----- Material provided

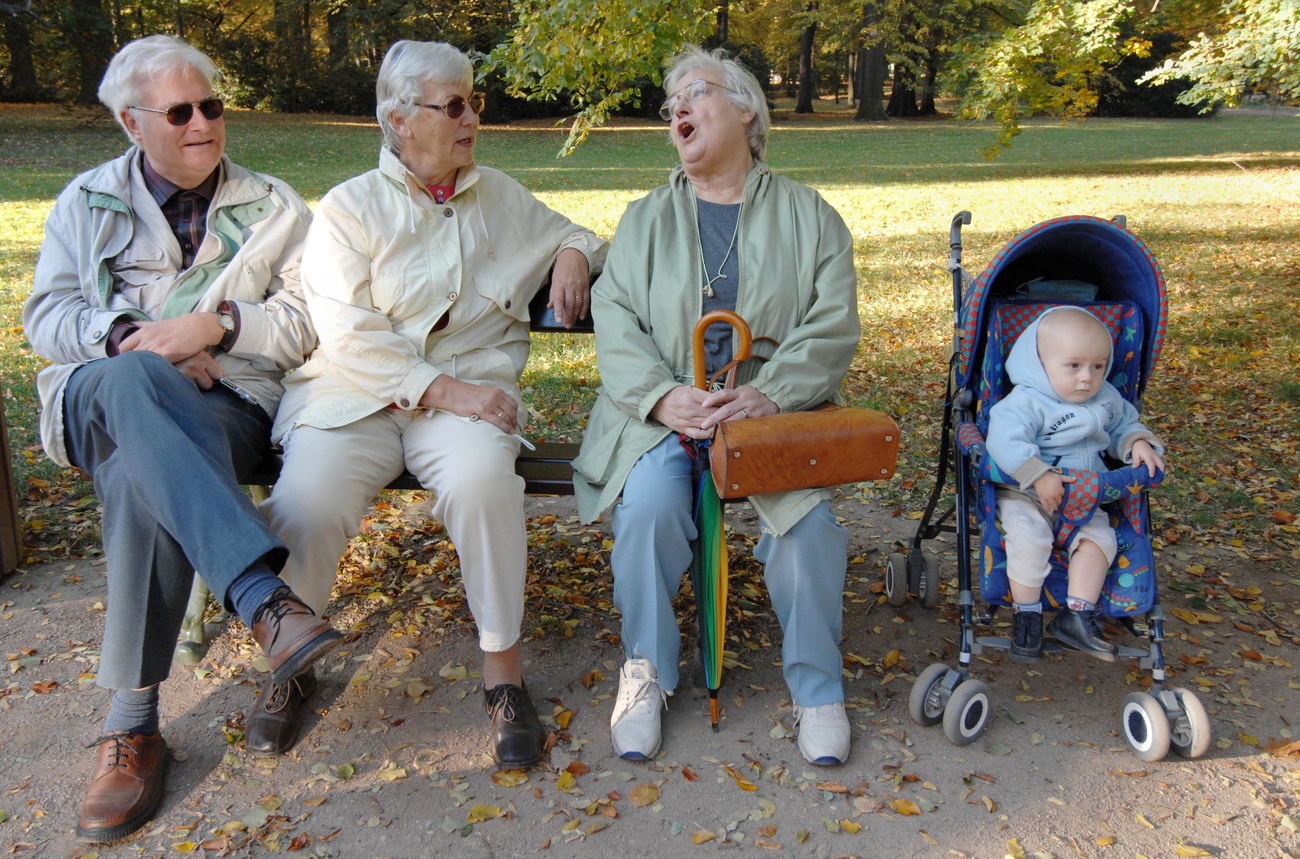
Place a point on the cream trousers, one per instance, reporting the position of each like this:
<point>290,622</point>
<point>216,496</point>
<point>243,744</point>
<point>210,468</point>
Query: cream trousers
<point>1028,539</point>
<point>332,474</point>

----------

Using the records above, write out exactly the lines from the one containing "<point>216,496</point>" through the last, and add nothing.

- _Task output_
<point>216,496</point>
<point>243,744</point>
<point>210,468</point>
Query: cream trousers
<point>1028,539</point>
<point>332,474</point>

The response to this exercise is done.